Please find every line below that contains the word "blue" and copy each of those lines in full.

▸ Source data
***
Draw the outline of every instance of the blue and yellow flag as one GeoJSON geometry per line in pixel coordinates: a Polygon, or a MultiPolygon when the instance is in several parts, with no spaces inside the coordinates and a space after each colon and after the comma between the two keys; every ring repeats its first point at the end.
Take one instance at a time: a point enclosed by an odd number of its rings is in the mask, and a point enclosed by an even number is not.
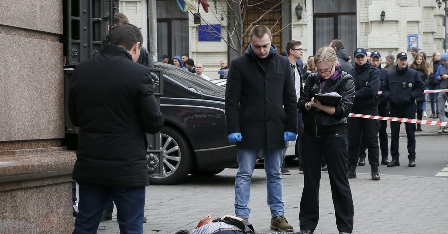
{"type": "Polygon", "coordinates": [[[193,3],[190,0],[176,0],[176,1],[177,1],[177,4],[179,5],[182,13],[196,9],[193,3]]]}

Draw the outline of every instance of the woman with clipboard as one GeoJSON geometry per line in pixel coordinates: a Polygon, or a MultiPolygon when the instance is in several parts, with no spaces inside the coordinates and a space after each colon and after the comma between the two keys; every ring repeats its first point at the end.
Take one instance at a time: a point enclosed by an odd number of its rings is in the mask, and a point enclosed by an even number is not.
{"type": "Polygon", "coordinates": [[[320,48],[314,57],[317,72],[308,76],[297,106],[304,124],[302,149],[304,188],[299,220],[301,233],[312,233],[319,220],[319,188],[321,157],[328,167],[337,229],[351,233],[353,198],[347,177],[347,117],[354,98],[353,78],[342,70],[331,47],[320,48]],[[324,105],[317,94],[336,92],[342,97],[335,106],[324,105]]]}

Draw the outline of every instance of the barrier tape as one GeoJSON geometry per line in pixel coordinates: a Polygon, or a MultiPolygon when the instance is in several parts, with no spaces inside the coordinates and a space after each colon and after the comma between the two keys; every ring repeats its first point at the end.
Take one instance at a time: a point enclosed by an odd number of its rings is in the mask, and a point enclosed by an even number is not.
{"type": "Polygon", "coordinates": [[[396,117],[386,117],[384,116],[372,116],[361,114],[350,113],[349,117],[368,118],[369,119],[378,119],[380,120],[392,121],[393,122],[404,122],[408,123],[418,123],[420,124],[431,125],[432,126],[448,126],[448,122],[440,122],[439,121],[428,121],[411,118],[397,118],[396,117]]]}
{"type": "MultiPolygon", "coordinates": [[[[426,90],[423,91],[424,93],[446,93],[448,92],[448,89],[443,90],[426,90]]],[[[383,94],[383,91],[378,91],[378,94],[383,94]]]]}

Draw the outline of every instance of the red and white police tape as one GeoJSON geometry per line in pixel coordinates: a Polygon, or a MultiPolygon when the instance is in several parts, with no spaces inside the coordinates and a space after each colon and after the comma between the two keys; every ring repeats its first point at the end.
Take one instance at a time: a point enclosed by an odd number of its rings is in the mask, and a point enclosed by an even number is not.
{"type": "Polygon", "coordinates": [[[448,122],[440,122],[439,121],[428,121],[411,118],[397,118],[396,117],[386,117],[384,116],[372,116],[362,114],[350,113],[349,117],[356,118],[368,118],[369,119],[378,119],[380,120],[392,121],[393,122],[405,122],[408,123],[418,123],[420,124],[432,125],[433,126],[448,126],[448,122]]]}
{"type": "MultiPolygon", "coordinates": [[[[445,93],[448,92],[448,89],[443,89],[443,90],[426,90],[423,91],[423,93],[445,93]]],[[[378,94],[382,94],[383,91],[379,91],[378,92],[378,94]]]]}

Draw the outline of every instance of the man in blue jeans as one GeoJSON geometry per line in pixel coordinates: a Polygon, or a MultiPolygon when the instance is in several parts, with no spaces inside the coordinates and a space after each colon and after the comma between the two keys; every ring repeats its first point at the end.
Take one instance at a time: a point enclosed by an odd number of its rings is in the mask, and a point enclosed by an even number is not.
{"type": "Polygon", "coordinates": [[[142,43],[138,27],[120,25],[99,55],[75,69],[68,98],[70,119],[80,128],[73,174],[80,198],[74,234],[97,233],[111,196],[120,233],[143,233],[149,184],[145,132],[160,131],[163,117],[149,68],[135,62],[142,43]]]}
{"type": "Polygon", "coordinates": [[[261,150],[271,229],[292,231],[285,218],[280,166],[286,141],[295,140],[297,132],[294,80],[289,61],[277,54],[267,27],[254,27],[249,38],[247,51],[230,65],[225,90],[228,137],[237,142],[238,149],[235,213],[248,222],[250,182],[257,154],[261,150]]]}

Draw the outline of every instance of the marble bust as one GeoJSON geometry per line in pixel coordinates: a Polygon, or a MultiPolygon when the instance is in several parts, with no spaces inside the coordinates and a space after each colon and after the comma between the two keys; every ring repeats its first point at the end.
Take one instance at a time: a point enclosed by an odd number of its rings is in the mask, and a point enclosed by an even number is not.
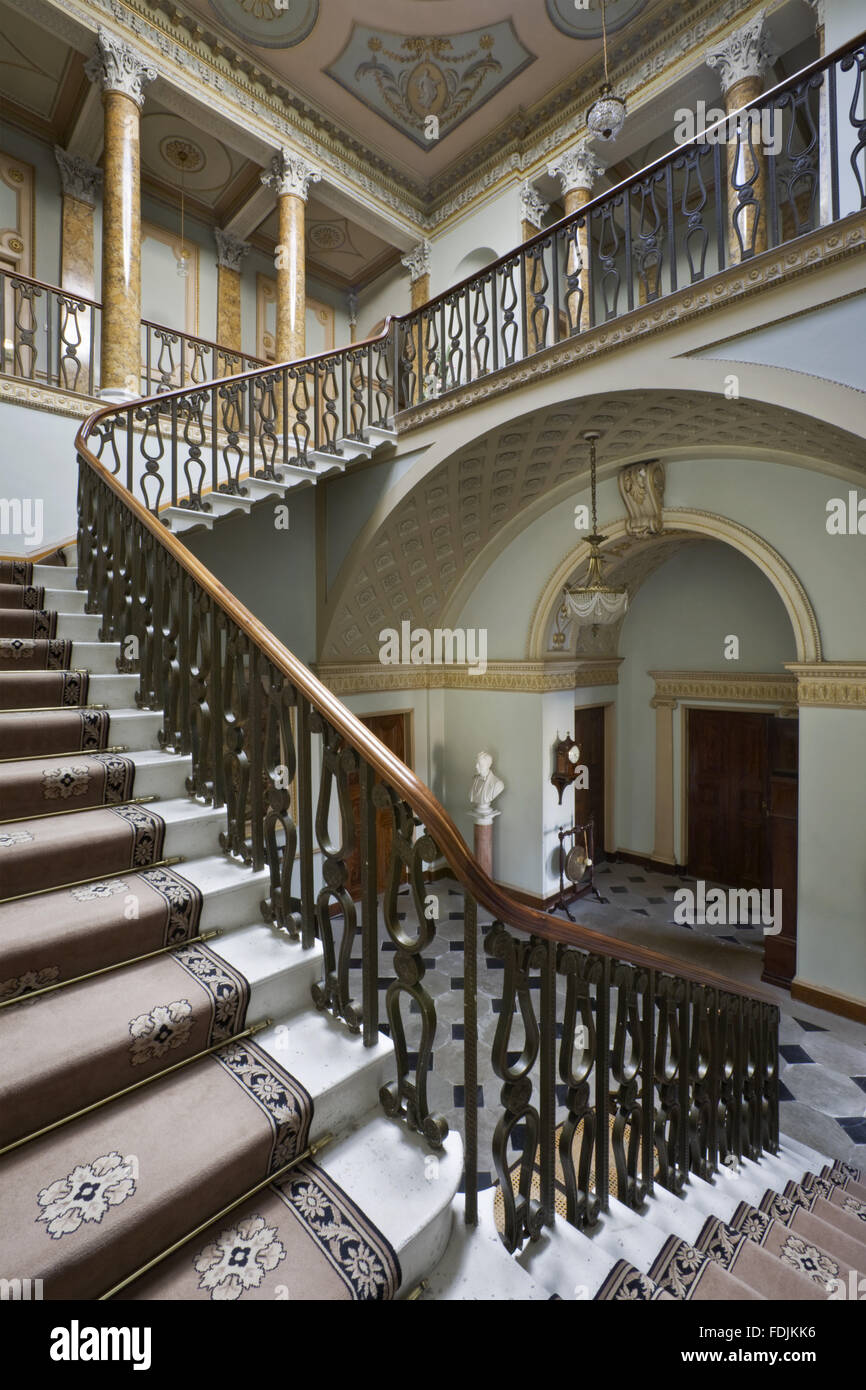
***
▸ Response to the exercise
Draw the outline of every instance of the blue and yellow flag as one GeoJSON geometry per line in pixel coordinates: a Polygon, or a MultiPolygon when the instance is in several parts, with no spaces inside the coordinates and a space after each colon and after the comma between the two keys; every ring repeats its first point at the end.
Draw the outline of every instance of the man in blue jeans as one GeoJSON geometry per line in pixel coordinates: a Polygon, or a MultiPolygon when the instance is in several parts, with no spaces inside the coordinates and a space after each colon and after the comma between the two keys; every ring repeats its first point at the end.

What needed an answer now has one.